With plenty of nudity and rumors about hallucinogens, Donna Huanca’s solo exhibition “Scar Cymbals,” at the Zabludowicz Collection, was always going to be one of the most talked about offerings of Frieze Week in London. Yet though Huanca delivered a rainbow-colored visual spectacle for her performance on Friday night within the exhibition, the overall vibe is more meditative than sensationalist.

In the main gallery, her installations have a minimalist aesthetic that would suit a New Age temple or high-concept spa. There’s a sand maze carved from low ridges, a two-story glass house, and, for Friday’s special performance, a monolith of ice in which rambutans, an Indonesian fruit, had been frozen.

Against this stripped-down backdrop, Huanca’s performers looked a motley tribe, dressed in nothing more than body stockings and lashed with pigments — hues of bright yellow, lapis lazuli blue, pale jade — in turmeric, coffee and clay. With a focus on the skins society inhabits, the back gallery is similarly populated by a crew of models, or “sculptures,” wearing hides, clothes and clear plastic sheets. They took deliberate, slow steps while a spacey soundtrack resounded.

* **Material**:
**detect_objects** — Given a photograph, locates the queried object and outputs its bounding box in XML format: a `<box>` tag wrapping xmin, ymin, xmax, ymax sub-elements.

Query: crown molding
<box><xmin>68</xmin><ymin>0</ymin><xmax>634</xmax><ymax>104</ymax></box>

* **Prompt 1**:
In the exhibition review, what fruit was frozen into the monolith of ice?
* **Prompt 2**:
For each statement, say whether it agrees with the exhibition review, and quote the words that decide it. (a) The glass house in the main gallery is three stories tall. (b) The performers were colored with pigments in turmeric, coffee and clay. (c) The overall vibe is more sensationalist than meditative.
The listing comes from a different source than the exhibition review.

* **Exercise result 1**:
Rambutans, an Indonesian fruit.

* **Exercise result 2**:
(a) No: "a two-story glass house"
(b) Yes: "in turmeric, coffee and clay"
(c) No: "the overall vibe is more meditative than sensationalist"